TEXTE FOURNI.

L’avantage, avec les voyages en Absurdie, c’est qu’ils n’exigent
aucun passeport et aucun déplacement. En fait, comme une sorte de double peau,
l’Absurdie recouvre avec exactitude le territoire de ce qui fut la France. J’en
ai eu une nouvelle preuve ce matin.
Depuis jeudi, j’étais privé de téléphone fixe (la privation
de portable étant ancienne et permanente, faute de réseau). Pas de tonalité, rien qu’une
affreuse friture. Le problème s’était déjà posé il y a quelques années, en
moins grave toutefois vu que la friture rendait simplement toute conversation quasi-inaudible.
Le monsieur de France Télécom était venu et avait changé la partie du câble
endommagée. Pourquoi pas le câble en entier ? Eh bien parce que pour ce
faire il lui eût fallu percer un trou en haut de ma porte d’entrée, ce que sa
déontologie ou sa non-habilitation en tant que perceur de haut de porte en bois
(la porte était alors en bois) lui interdisait formellement. Il était plus que
probable que le restant du câble, tout aussi vieux finirait par se montrer à
son tour défaillant mais, que voulez-vous, quand on ne peut pas, on ne peut
pas.

EXERCICE A.
Les affirmations suivantes concordent-elles avec le récit sur la panne de téléphone ? Pour chacune, répondez par oui ou par non et citez les mots décisifs du récit.
(i) Un voyage en Absurdie nécessite un passeport.
(ii) Le téléphone portable ne capte pas de réseau.
(iii) Le technicien de France Télécom a remplacé le câble en entier.
EXERCICE B.
Que répond le récit sur la panne de téléphone à ces questions ?
(i) Depuis quel jour le téléphone fixe ne fonctionne-t-il plus ?
(ii) Qu’entend-on sur la ligne à la place de la tonalité ?
(iii) En quelle matière était la porte d’entrée à l’époque de la première panne ?

DONNÉES FOURNIES.

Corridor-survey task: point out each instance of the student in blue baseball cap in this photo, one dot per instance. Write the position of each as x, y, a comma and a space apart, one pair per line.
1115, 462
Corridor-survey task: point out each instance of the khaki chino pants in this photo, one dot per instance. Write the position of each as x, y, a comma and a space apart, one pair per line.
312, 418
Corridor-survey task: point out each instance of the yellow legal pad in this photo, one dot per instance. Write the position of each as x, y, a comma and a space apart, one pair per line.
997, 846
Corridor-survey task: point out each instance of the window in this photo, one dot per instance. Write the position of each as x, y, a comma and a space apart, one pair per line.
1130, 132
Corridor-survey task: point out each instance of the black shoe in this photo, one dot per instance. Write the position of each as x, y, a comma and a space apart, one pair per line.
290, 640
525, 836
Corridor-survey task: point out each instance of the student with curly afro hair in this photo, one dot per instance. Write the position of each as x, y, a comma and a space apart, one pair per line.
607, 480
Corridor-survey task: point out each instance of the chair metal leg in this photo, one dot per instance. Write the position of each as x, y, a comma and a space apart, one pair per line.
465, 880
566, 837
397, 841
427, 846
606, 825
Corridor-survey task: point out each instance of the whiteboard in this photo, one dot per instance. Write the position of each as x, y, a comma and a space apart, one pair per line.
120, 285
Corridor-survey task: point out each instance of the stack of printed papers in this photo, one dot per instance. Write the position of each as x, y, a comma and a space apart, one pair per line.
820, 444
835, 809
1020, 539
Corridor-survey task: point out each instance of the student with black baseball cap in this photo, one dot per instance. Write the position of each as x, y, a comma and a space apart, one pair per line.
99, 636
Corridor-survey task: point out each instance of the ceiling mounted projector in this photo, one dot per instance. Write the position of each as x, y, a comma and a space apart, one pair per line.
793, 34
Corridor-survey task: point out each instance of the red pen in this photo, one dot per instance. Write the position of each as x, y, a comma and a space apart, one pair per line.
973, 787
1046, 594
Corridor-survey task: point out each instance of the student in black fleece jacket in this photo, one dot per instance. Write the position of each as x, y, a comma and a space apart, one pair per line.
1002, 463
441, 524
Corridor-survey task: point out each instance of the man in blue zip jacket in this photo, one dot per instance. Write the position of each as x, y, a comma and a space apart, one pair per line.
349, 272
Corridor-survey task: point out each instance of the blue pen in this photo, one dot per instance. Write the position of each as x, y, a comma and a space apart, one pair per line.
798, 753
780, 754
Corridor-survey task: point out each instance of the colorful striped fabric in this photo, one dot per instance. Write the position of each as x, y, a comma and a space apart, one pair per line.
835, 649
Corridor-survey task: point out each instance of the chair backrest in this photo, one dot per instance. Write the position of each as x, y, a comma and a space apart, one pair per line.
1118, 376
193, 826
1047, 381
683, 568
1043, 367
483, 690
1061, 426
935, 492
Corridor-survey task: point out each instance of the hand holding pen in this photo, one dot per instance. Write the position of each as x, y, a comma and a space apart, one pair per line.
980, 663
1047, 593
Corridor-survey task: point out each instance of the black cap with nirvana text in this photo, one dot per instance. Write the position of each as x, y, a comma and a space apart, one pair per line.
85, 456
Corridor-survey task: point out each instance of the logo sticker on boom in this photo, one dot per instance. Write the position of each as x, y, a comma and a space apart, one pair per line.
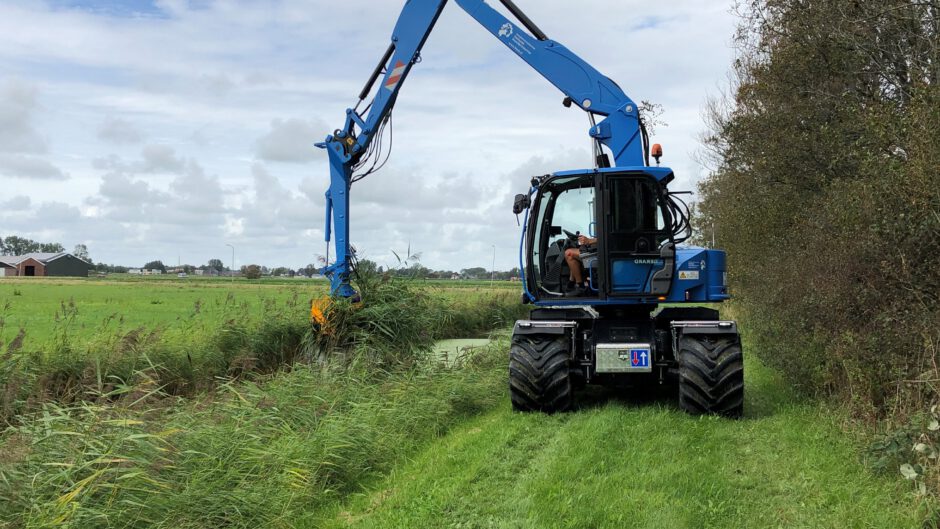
395, 76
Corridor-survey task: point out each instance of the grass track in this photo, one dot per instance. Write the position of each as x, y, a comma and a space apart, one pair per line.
622, 463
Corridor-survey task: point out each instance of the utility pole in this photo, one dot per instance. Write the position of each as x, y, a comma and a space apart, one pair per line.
493, 268
232, 273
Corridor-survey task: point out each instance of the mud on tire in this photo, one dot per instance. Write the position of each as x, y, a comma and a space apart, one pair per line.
711, 375
538, 373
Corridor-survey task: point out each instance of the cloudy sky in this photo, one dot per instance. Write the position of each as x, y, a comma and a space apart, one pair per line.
167, 129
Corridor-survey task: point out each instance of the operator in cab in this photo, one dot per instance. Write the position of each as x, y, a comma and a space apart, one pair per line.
577, 283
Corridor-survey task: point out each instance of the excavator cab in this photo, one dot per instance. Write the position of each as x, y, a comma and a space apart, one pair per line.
626, 211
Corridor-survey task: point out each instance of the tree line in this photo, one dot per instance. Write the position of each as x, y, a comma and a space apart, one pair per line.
16, 245
825, 191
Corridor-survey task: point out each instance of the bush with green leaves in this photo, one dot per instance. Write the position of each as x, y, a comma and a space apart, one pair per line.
825, 192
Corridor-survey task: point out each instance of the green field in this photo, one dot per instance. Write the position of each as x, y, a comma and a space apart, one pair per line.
72, 339
84, 308
209, 404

RÉPONSE ATTENDUE A.
(i) Non : « n’exigent aucun passeport et aucun déplacement ».
(ii) Oui : « la privation de portable étant ancienne et permanente, faute de réseau ».
(iii) Non : « avait changé la partie du câble endommagée ».

RÉPONSE ATTENDUE B.
(i) Depuis jeudi.
(ii) Une affreuse friture.
(iii) En bois.